*Source*:
==============================

What's Your Take? Leave a Comment

  1. What can the administration honestly do to prevent folks from being forced out in the majority of ENY that is made up of 2 and 3 family privately owned homes, either preserved or not included in the rezoning?

    Seems to me that rents & displacement will rise regardless of the rezoning (slower pace). We’ve been receiving many of those Crown Heights/Bed-Stuy/Bushwick residents displaced over the last few years and are poised for the second phase that is typical, which are those now priced out by newer higher income people. We are still years away from most of these hypothetical new buildings from being completed but in the mean time there’s nothing to protect people living in the rest of the neighborhood still susceptible to the private market. They can give priority to current residents or use realistic income requirements but the way things are looking many of those residents will have long been pushed out by the time those affordable apartments even materialize.

  2. “Low Income Housing” has become a political score board for many years now for too many politicians and not for profit community groups, developers etc that only seem to help themselves to a pay day, and yet still it does not seem to include the hard working people that one would assume that it should help; the truly hard working low income people that are represented in huge numbers in East New York, that are seeing first hand the new neighbors that have been displaced from the Downtown neighborhoods that somehow have NOT been able to be “qualified” for the low income housing being built in their old neighborhoods over the past few years.
    So yes there is already a bottle neck of people very dubious as to who exactly “low Income House” is for. Certainly not the people that are too busy working two & three jobs to look after them selves and their families and not enough time to “qualify” or that check every box.

  3. The author seems to be misunderstanding ULURP. The publication of the draft scope of work for the EIS did not kick off the ULURP process. ULURP has not yet begun and I believe the city intends to certify the application in the fall. It is certification of a ULURP application that begins the ULURP time clock. In the meantime, public review is underway with the scoping process. There will be a public meeting to take comments (from the general public, community boards, electeds, whoever) on the draft scope of work that was issued. This is not part of ULURP. I think there is more time and opportunity for comment than this Brownstoner post makes it sound like.

==============================

*Stored rows*:
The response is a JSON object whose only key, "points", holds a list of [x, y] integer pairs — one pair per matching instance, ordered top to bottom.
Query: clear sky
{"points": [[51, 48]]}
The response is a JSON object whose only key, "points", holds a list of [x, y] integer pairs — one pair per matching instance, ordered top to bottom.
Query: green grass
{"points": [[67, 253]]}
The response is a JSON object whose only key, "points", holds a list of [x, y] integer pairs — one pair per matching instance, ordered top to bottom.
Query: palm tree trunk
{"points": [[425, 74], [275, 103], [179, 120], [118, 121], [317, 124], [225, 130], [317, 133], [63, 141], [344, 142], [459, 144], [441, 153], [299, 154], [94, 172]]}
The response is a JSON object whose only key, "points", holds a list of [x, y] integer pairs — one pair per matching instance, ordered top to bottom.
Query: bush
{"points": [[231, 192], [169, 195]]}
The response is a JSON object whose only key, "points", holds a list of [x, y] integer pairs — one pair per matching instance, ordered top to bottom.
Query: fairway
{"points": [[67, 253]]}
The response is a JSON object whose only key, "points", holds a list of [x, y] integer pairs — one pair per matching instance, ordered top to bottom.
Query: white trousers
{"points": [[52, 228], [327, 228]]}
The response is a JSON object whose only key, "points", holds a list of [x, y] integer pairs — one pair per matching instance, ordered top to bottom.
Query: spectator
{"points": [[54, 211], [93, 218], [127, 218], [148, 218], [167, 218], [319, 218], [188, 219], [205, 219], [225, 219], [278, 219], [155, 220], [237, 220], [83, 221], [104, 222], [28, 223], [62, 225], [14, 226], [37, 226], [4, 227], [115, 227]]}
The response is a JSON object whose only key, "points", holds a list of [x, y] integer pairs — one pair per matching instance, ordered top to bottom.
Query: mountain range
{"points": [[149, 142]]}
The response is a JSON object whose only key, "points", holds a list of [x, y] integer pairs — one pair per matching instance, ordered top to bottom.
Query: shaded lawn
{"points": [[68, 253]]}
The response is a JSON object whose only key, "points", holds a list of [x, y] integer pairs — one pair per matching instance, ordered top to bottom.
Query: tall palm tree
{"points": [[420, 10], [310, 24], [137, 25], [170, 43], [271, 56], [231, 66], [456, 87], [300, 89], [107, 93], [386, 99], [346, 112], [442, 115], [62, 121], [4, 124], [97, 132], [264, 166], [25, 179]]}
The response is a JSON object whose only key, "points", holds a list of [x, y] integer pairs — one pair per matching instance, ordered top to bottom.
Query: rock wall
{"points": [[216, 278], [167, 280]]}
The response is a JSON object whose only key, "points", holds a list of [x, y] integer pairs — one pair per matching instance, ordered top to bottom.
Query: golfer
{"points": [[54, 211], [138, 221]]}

==============================

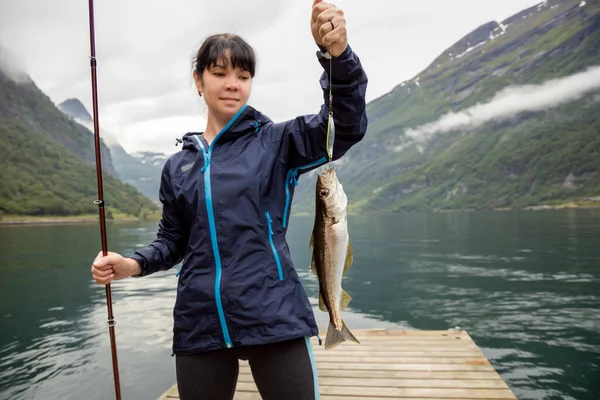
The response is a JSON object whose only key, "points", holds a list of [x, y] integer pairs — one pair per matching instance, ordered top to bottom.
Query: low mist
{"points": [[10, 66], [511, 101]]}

==============================

*Goals*:
a – From the comments on the East New York rezoning, extract everything from "3. The author" down to "it sound like.", copying it word for word.
b – In the comments on the East New York rezoning, what does the third commenter say begins the ULURP time clock?

*Outputs for the tasks*:
a –
3. The author seems to be misunderstanding ULURP. The publication of the draft scope of work for the EIS did not kick off the ULURP process. ULURP has not yet begun and I believe the city intends to certify the application in the fall. It is certification of a ULURP application that begins the ULURP time clock. In the meantime, public review is underway with the scoping process. There will be a public meeting to take comments (from the general public, community boards, electeds, whoever) on the draft scope of work that was issued. This is not part of ULURP. I think there is more time and opportunity for comment than this Brownstoner post makes it sound like.

b – Certification of a ULURP application begins the ULURP time clock.